From the line containing "Where can the cluster" to the last line of the data below, copy everything exactly and nothing else; pictures stay out.

———

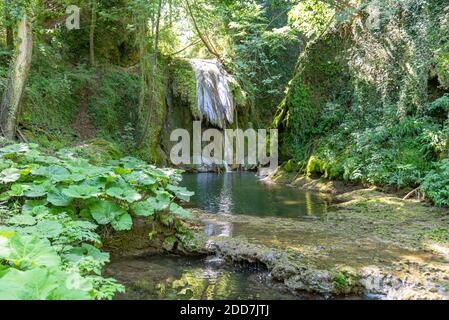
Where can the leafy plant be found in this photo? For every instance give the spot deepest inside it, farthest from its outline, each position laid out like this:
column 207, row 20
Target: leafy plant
column 54, row 204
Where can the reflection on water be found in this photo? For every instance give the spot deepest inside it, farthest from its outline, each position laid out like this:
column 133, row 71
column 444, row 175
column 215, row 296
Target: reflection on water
column 173, row 278
column 243, row 193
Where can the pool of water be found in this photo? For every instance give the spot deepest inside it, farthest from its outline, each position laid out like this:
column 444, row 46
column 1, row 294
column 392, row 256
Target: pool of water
column 181, row 278
column 244, row 193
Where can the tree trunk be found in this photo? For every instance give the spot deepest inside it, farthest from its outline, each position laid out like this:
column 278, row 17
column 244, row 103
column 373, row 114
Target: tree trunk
column 8, row 26
column 20, row 67
column 93, row 23
column 153, row 76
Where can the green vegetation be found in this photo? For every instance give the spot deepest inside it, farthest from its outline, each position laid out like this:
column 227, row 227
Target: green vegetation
column 358, row 89
column 349, row 114
column 53, row 206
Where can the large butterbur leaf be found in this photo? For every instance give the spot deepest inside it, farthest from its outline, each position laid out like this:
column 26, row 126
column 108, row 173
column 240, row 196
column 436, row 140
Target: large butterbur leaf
column 124, row 193
column 143, row 208
column 81, row 192
column 57, row 198
column 179, row 211
column 9, row 175
column 42, row 284
column 181, row 192
column 123, row 222
column 29, row 252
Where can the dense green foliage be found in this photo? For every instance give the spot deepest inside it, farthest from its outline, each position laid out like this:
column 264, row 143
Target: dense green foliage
column 52, row 207
column 369, row 104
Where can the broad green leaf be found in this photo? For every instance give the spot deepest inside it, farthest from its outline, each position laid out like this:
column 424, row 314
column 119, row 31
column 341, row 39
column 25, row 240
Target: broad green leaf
column 86, row 250
column 81, row 192
column 141, row 179
column 5, row 250
column 29, row 205
column 57, row 198
column 159, row 203
column 126, row 194
column 179, row 211
column 49, row 229
column 181, row 192
column 41, row 284
column 15, row 148
column 104, row 212
column 22, row 220
column 36, row 191
column 122, row 223
column 9, row 175
column 17, row 190
column 31, row 252
column 122, row 171
column 143, row 208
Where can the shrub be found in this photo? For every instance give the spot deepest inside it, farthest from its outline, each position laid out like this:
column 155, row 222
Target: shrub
column 54, row 204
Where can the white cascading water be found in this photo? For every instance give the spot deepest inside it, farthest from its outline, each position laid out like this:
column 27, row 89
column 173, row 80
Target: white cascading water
column 214, row 96
column 215, row 101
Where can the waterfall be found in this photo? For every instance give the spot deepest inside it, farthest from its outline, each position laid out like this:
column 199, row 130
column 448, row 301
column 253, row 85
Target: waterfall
column 214, row 97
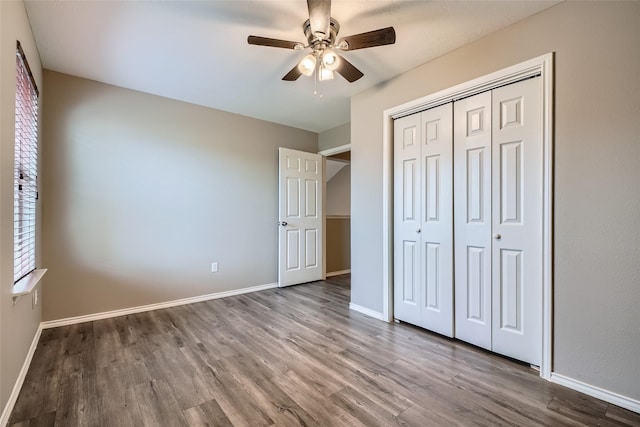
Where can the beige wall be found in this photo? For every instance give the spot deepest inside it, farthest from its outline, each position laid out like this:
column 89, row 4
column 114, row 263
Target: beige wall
column 19, row 322
column 338, row 244
column 339, row 193
column 142, row 193
column 336, row 137
column 597, row 177
column 338, row 223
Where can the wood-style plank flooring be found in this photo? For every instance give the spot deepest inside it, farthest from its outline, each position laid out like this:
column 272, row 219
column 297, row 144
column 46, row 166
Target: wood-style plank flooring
column 292, row 356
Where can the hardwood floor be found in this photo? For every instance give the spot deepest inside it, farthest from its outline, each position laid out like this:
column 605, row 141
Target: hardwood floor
column 292, row 356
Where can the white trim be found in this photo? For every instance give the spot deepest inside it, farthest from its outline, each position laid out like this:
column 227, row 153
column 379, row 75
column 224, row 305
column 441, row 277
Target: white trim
column 597, row 392
column 543, row 66
column 27, row 284
column 150, row 307
column 366, row 311
column 338, row 216
column 335, row 150
column 338, row 273
column 13, row 397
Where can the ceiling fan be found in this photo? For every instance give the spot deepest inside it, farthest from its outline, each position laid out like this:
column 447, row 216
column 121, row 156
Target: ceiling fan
column 321, row 31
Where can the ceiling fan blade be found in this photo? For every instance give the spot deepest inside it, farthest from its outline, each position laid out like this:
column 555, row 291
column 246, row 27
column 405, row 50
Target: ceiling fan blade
column 266, row 41
column 347, row 70
column 374, row 38
column 319, row 15
column 293, row 74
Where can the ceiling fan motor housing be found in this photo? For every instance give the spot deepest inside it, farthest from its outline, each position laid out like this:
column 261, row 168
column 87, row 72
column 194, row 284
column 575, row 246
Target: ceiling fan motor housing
column 326, row 40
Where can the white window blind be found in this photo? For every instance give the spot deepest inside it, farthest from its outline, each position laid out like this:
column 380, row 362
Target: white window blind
column 25, row 174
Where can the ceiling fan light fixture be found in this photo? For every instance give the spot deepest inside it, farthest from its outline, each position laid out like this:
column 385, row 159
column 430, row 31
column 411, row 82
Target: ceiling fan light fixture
column 330, row 60
column 325, row 74
column 307, row 65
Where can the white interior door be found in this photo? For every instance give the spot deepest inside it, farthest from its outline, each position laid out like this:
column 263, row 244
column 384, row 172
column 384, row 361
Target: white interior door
column 407, row 292
column 517, row 221
column 437, row 219
column 423, row 223
column 300, row 209
column 472, row 206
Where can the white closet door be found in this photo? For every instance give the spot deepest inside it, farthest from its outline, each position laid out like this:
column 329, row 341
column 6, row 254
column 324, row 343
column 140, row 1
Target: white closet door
column 406, row 219
column 437, row 219
column 300, row 211
column 472, row 206
column 517, row 221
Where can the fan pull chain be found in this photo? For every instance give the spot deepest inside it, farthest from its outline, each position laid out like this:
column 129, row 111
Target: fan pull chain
column 316, row 77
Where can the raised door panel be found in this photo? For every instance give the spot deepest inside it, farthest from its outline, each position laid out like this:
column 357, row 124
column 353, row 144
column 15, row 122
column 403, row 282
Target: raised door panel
column 472, row 219
column 437, row 219
column 517, row 221
column 406, row 227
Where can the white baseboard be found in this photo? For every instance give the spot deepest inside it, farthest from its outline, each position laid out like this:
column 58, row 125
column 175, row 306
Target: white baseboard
column 338, row 273
column 150, row 307
column 597, row 392
column 366, row 311
column 13, row 397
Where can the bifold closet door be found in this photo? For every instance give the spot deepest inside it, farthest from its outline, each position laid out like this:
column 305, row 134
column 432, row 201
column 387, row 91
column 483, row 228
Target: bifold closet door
column 472, row 206
column 517, row 221
column 407, row 292
column 423, row 219
column 498, row 220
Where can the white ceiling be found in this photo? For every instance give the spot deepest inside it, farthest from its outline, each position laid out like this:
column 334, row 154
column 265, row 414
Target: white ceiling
column 197, row 51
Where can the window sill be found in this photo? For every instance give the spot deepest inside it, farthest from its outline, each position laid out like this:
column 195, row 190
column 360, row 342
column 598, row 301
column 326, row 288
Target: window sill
column 27, row 284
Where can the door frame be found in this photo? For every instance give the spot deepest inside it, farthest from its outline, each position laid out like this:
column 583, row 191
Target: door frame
column 540, row 66
column 326, row 153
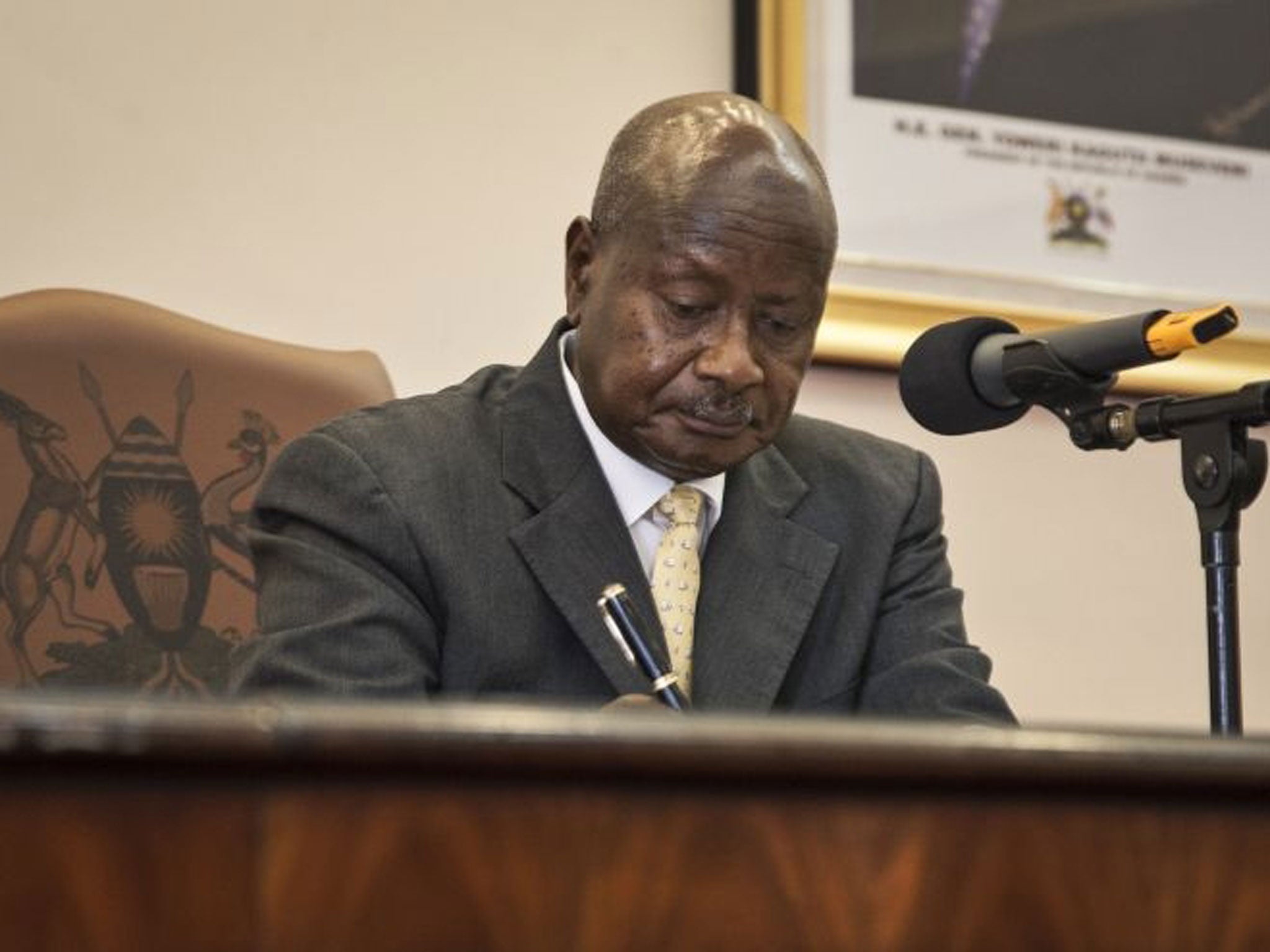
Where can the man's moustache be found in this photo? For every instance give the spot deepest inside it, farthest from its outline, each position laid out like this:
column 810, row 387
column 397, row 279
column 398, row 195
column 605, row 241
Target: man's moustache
column 722, row 409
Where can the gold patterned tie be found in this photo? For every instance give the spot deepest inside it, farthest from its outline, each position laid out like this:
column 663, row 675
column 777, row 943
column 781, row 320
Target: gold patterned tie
column 677, row 576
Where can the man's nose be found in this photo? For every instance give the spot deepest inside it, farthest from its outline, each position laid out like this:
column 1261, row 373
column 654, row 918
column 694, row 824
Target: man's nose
column 728, row 356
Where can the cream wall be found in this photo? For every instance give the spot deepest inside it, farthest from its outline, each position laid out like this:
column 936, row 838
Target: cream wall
column 398, row 175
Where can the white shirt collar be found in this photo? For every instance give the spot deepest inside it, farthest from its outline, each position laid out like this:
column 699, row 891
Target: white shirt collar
column 636, row 487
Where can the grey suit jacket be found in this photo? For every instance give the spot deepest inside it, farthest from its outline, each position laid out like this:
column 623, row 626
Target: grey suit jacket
column 458, row 542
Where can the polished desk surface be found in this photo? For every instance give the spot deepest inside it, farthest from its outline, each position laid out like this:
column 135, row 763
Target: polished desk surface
column 287, row 826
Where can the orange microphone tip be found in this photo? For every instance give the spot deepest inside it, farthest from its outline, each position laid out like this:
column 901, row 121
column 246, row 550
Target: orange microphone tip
column 1181, row 330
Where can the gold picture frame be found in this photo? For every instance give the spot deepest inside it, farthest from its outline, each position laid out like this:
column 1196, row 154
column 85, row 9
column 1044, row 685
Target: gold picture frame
column 874, row 328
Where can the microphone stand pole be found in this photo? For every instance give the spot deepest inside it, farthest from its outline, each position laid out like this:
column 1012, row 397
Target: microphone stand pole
column 1223, row 471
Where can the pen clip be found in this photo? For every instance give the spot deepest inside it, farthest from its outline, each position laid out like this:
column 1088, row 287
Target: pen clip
column 606, row 614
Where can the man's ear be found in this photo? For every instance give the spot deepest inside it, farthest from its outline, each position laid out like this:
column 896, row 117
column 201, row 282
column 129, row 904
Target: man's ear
column 579, row 255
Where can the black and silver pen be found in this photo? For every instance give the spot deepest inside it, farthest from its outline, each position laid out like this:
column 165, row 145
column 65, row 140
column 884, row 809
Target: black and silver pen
column 626, row 626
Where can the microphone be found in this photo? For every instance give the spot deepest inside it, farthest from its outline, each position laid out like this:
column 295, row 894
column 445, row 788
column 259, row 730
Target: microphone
column 980, row 374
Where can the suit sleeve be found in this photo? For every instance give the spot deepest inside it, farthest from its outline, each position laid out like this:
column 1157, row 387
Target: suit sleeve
column 343, row 589
column 920, row 662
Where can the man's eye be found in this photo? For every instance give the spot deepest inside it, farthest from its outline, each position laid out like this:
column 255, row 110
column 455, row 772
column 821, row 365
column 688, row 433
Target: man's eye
column 689, row 310
column 781, row 327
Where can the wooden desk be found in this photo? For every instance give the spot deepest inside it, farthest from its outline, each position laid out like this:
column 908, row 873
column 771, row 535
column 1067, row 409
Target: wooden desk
column 352, row 827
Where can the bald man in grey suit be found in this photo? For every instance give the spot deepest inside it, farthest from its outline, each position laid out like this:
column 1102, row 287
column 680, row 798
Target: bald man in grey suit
column 456, row 544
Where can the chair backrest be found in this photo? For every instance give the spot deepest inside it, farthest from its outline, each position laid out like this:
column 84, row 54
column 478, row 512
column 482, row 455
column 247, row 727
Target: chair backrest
column 131, row 444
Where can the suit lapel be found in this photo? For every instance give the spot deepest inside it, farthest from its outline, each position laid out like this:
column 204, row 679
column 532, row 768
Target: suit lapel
column 762, row 578
column 575, row 544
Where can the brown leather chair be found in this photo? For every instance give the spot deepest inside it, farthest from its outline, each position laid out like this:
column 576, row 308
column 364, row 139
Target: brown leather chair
column 131, row 444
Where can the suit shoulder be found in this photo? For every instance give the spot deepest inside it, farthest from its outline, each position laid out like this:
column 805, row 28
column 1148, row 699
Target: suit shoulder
column 463, row 412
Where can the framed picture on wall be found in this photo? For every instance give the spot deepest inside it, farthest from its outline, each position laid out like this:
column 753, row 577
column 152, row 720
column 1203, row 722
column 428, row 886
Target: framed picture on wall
column 1042, row 161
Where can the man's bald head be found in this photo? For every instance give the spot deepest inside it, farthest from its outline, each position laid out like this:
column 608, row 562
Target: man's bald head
column 675, row 150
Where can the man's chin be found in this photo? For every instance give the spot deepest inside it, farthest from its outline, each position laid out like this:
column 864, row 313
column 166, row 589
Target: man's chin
column 695, row 461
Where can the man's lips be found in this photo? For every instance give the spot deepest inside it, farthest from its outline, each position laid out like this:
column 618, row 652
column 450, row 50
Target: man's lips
column 718, row 418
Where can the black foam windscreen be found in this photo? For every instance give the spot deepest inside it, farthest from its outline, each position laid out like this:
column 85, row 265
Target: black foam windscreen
column 938, row 387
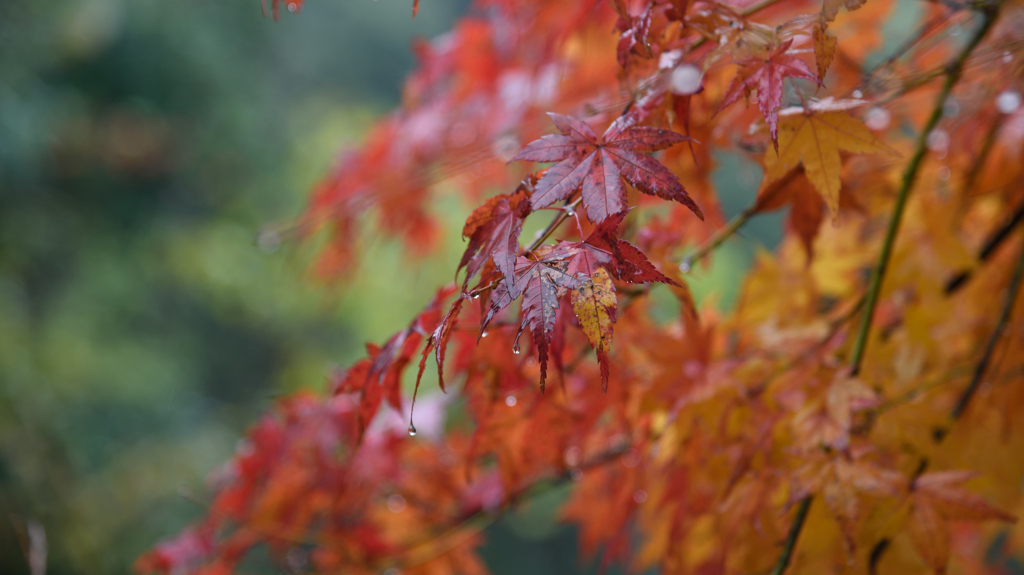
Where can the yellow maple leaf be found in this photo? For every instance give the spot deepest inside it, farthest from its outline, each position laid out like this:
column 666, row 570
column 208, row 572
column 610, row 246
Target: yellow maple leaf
column 595, row 305
column 815, row 137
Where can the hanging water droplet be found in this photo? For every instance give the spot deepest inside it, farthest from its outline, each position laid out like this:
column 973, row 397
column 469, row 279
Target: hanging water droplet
column 950, row 107
column 878, row 118
column 1008, row 101
column 686, row 79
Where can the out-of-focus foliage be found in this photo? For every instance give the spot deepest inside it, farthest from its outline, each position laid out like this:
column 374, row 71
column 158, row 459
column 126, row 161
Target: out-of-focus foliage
column 143, row 319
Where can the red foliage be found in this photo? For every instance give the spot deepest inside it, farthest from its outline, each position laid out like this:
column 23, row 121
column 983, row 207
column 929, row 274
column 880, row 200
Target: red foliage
column 867, row 362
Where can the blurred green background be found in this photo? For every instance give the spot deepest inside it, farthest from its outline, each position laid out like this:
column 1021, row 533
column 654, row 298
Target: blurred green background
column 143, row 145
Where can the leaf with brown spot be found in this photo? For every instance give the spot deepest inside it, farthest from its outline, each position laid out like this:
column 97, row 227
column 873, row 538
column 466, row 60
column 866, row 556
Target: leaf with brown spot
column 595, row 305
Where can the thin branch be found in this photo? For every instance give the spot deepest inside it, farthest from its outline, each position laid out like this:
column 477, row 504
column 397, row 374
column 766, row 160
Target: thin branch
column 993, row 241
column 986, row 357
column 909, row 176
column 791, row 539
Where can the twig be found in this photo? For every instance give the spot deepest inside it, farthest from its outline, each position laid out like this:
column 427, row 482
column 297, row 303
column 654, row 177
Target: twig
column 993, row 241
column 952, row 76
column 791, row 539
column 979, row 371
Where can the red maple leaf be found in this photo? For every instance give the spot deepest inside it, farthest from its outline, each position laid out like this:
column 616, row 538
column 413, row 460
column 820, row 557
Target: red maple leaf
column 542, row 282
column 600, row 164
column 494, row 231
column 766, row 76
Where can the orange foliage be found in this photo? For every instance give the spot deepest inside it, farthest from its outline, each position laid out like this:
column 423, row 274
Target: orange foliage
column 856, row 412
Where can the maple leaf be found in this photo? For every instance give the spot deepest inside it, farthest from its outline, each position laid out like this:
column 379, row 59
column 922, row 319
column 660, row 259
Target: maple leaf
column 937, row 498
column 599, row 165
column 623, row 260
column 595, row 305
column 766, row 76
column 542, row 282
column 814, row 137
column 494, row 230
column 634, row 31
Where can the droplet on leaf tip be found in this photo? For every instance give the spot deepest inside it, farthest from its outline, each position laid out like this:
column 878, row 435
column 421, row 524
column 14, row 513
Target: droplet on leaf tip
column 878, row 118
column 686, row 79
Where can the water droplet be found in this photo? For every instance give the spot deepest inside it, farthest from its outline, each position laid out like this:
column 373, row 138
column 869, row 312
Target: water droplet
column 686, row 79
column 631, row 458
column 1008, row 101
column 950, row 107
column 395, row 503
column 878, row 118
column 938, row 142
column 572, row 456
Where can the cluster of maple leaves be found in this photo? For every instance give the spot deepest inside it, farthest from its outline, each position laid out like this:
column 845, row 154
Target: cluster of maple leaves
column 857, row 411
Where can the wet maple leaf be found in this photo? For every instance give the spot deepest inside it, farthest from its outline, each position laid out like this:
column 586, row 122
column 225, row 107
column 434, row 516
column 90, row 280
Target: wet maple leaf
column 766, row 76
column 814, row 137
column 494, row 230
column 623, row 260
column 937, row 498
column 542, row 282
column 599, row 165
column 595, row 305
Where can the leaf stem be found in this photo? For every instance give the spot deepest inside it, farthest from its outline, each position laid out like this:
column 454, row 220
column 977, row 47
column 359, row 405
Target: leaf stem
column 909, row 176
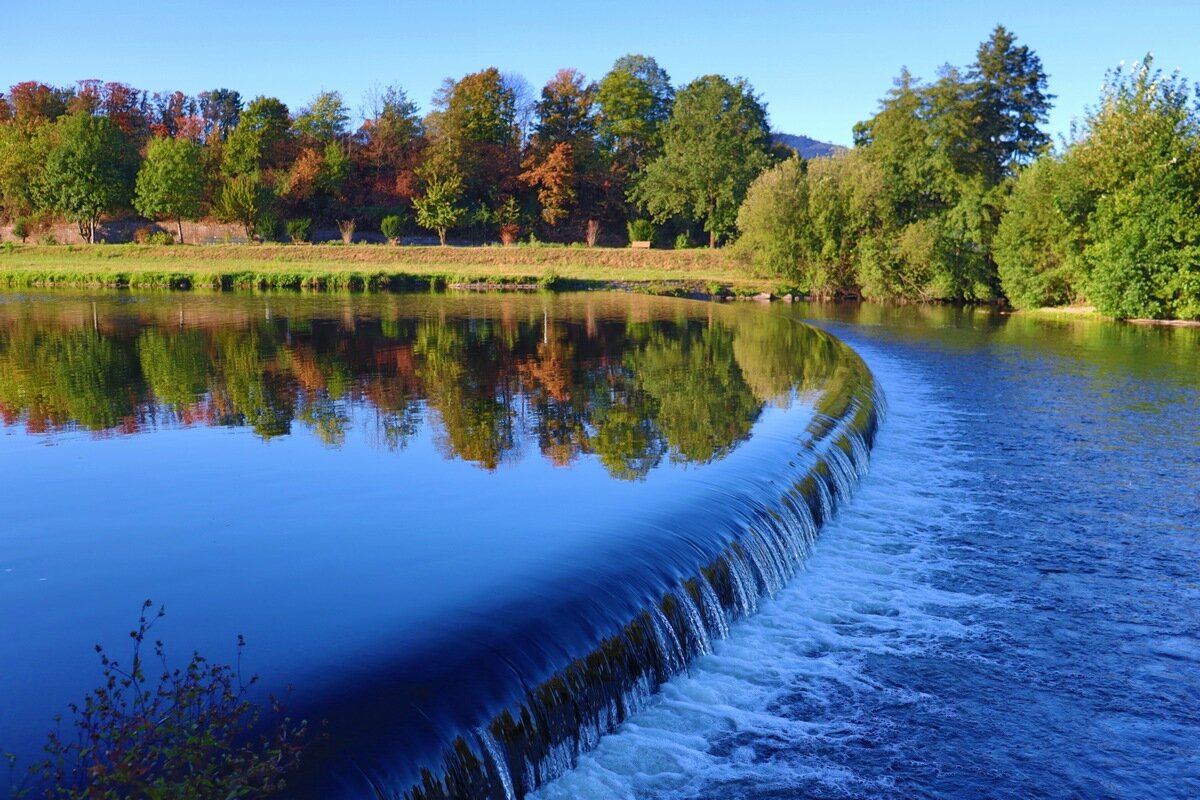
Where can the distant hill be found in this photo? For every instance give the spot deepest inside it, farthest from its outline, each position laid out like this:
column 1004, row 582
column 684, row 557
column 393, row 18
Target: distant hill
column 807, row 146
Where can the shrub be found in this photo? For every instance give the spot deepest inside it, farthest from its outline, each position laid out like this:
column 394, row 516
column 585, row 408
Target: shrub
column 300, row 230
column 160, row 238
column 640, row 230
column 391, row 227
column 183, row 734
column 267, row 227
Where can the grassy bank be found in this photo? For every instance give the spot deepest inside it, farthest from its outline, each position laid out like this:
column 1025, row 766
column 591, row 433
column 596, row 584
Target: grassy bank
column 372, row 268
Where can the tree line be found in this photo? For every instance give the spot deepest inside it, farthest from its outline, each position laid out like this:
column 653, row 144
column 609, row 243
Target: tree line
column 953, row 191
column 491, row 160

———

:: Result below ::
Where can the cluster of maple leaves be found in this photo? For every instance give the spot deepest inside it, farthest from its outline, each position laid out like this:
column 845, row 154
Target: cluster of maple leaves
column 857, row 411
Where can the wet maple leaf be found in this photo? For every instance give the spot deepest inside it, farthest from its outline, each position laid out like this:
column 586, row 122
column 225, row 107
column 434, row 516
column 90, row 280
Target: wet maple leaf
column 766, row 76
column 814, row 137
column 494, row 230
column 623, row 260
column 937, row 498
column 542, row 282
column 599, row 165
column 595, row 305
Where can the leaf stem be found in this photo? For every instance give the spot deepest inside it, farthest from its outline, each position laid out like this:
column 454, row 220
column 977, row 47
column 359, row 405
Target: leaf stem
column 909, row 176
Where can the distant hill be found in this photo? For every instance give the spot deepest inside it, farthest from its outline, each position laid out like this:
column 1004, row 582
column 684, row 557
column 393, row 18
Target: distant hill
column 807, row 146
Where can the shrub be found in this photo? For every instance give the spot deepest inside it, farthest from its outline, each position laid out like this:
column 394, row 516
column 585, row 408
Target: shrub
column 300, row 230
column 160, row 238
column 640, row 230
column 391, row 227
column 183, row 734
column 267, row 227
Where can the grassy bank be found in this photo? For every instance give the spot deepest inside it, farthest from its outline, each position laid out like this:
column 1025, row 766
column 591, row 433
column 596, row 584
Target: grassy bank
column 372, row 268
Where can the tree line be found in this photo? For every instance give the spot deepest inside it, farthest from its outline, each position laid out like this:
column 653, row 144
column 609, row 243
Target: tree line
column 953, row 191
column 491, row 160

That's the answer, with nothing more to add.